> [TASK DESCRIPTION]
Report how many of the lines below contain the string "brick", treating uppercase and lowercase as distinct. Give only the number.

---- ENTRIES PROVIDED

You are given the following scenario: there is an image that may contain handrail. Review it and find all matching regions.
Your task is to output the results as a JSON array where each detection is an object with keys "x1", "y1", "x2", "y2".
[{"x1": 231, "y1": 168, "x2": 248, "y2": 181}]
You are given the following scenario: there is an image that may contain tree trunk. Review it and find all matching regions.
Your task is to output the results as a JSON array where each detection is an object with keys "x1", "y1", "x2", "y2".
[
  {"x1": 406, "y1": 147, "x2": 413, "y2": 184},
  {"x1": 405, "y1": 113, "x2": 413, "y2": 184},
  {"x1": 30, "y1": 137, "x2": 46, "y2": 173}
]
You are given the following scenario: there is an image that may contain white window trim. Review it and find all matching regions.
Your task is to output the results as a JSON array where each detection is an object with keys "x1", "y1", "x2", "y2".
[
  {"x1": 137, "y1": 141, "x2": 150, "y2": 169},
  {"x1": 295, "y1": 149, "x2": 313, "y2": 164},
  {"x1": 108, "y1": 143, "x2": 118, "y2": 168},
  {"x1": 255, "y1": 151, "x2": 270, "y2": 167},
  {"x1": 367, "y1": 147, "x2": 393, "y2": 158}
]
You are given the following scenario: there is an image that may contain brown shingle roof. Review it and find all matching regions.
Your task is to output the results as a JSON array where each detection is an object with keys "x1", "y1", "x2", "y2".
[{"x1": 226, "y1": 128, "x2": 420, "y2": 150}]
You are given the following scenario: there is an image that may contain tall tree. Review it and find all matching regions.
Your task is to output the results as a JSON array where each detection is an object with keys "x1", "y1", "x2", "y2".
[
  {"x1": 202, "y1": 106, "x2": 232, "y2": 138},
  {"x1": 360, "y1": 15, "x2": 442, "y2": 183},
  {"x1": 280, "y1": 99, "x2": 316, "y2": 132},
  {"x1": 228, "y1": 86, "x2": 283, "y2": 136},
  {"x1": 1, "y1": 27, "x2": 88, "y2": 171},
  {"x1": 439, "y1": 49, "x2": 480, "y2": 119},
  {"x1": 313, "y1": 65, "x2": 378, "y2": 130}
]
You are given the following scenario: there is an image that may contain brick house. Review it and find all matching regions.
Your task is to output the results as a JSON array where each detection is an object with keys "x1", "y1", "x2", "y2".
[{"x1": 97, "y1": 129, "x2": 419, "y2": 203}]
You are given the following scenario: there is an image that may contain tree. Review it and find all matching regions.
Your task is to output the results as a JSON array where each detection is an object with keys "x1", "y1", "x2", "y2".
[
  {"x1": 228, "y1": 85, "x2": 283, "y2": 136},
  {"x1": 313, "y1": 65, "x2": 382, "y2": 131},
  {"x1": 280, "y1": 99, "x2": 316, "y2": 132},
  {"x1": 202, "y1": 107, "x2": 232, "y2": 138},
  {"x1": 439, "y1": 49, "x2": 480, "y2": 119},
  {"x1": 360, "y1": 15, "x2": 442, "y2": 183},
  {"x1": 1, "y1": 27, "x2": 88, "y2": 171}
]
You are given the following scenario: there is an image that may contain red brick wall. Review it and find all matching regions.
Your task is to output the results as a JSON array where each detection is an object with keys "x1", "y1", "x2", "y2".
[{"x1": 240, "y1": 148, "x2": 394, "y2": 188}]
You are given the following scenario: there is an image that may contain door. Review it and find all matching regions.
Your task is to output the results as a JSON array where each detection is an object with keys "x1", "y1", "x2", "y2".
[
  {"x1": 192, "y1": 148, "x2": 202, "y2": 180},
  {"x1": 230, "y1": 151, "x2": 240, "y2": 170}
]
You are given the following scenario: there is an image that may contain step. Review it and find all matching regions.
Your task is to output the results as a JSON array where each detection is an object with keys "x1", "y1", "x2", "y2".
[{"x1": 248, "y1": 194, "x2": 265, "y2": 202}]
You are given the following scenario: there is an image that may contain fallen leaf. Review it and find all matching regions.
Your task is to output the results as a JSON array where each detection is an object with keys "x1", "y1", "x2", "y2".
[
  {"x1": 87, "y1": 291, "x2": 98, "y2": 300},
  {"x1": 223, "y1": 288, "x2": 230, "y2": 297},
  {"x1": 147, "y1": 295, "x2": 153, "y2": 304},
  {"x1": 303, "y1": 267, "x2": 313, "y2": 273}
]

--------

> [COMPLETE OUTPUT]
2